#### TASK BRIEF:
Out of the lines below, please list those that hold the string "black".

#### INFORMATION SUPPLIED:

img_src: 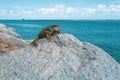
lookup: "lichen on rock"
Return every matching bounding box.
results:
[0,24,27,54]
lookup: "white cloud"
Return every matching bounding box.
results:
[109,4,120,12]
[78,4,120,19]
[98,4,106,9]
[66,7,77,13]
[0,4,120,19]
[97,4,120,13]
[81,8,96,14]
[35,4,76,15]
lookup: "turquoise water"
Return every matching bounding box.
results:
[0,20,120,63]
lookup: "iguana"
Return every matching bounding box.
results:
[31,25,60,46]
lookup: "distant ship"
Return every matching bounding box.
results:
[22,19,25,20]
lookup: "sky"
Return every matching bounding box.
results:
[0,0,120,20]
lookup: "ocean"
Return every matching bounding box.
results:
[0,20,120,63]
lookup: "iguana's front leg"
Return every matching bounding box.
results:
[45,31,52,41]
[31,36,39,46]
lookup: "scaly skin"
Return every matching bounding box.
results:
[31,25,60,46]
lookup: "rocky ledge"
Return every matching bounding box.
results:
[0,24,20,38]
[0,24,27,53]
[0,33,120,80]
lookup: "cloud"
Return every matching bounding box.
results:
[81,8,96,14]
[35,4,76,15]
[77,4,120,19]
[97,4,120,13]
[80,4,120,15]
[0,4,77,19]
[0,4,120,19]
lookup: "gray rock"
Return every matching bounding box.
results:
[0,32,27,53]
[0,34,120,80]
[0,24,20,38]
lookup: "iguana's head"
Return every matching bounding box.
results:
[52,25,60,34]
[47,25,60,34]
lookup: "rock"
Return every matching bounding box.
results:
[0,32,27,54]
[0,34,120,80]
[0,24,20,38]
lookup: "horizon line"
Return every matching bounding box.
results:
[0,19,120,21]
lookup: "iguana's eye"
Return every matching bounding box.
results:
[46,29,49,31]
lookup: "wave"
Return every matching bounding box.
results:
[8,23,41,28]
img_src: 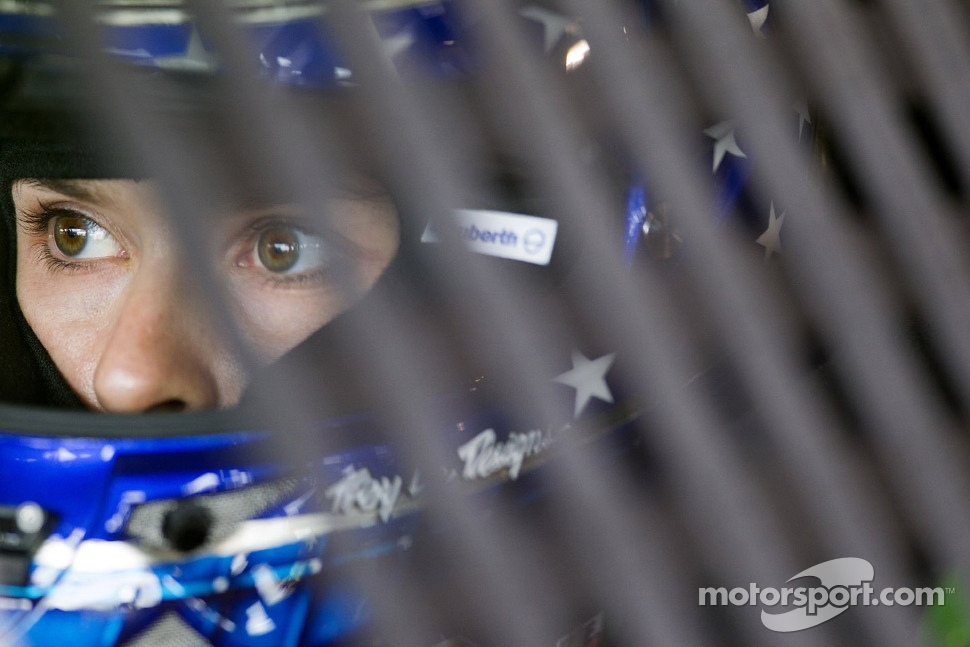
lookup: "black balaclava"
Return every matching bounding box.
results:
[0,48,159,409]
[0,138,128,408]
[0,87,148,409]
[0,57,570,411]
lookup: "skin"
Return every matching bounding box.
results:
[12,178,400,413]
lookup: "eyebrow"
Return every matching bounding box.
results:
[19,178,112,205]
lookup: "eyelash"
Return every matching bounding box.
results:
[17,202,59,237]
[19,206,340,287]
[20,205,103,276]
[242,216,338,288]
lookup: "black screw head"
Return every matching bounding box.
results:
[162,501,213,552]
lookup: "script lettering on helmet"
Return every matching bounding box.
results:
[324,465,403,523]
[457,428,553,481]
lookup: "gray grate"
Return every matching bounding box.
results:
[3,0,970,645]
[124,478,298,552]
[121,611,213,647]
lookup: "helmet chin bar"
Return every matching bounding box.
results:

#### EXERCISE RESULT:
lookup: "black balaclava"
lookup: "black screw head"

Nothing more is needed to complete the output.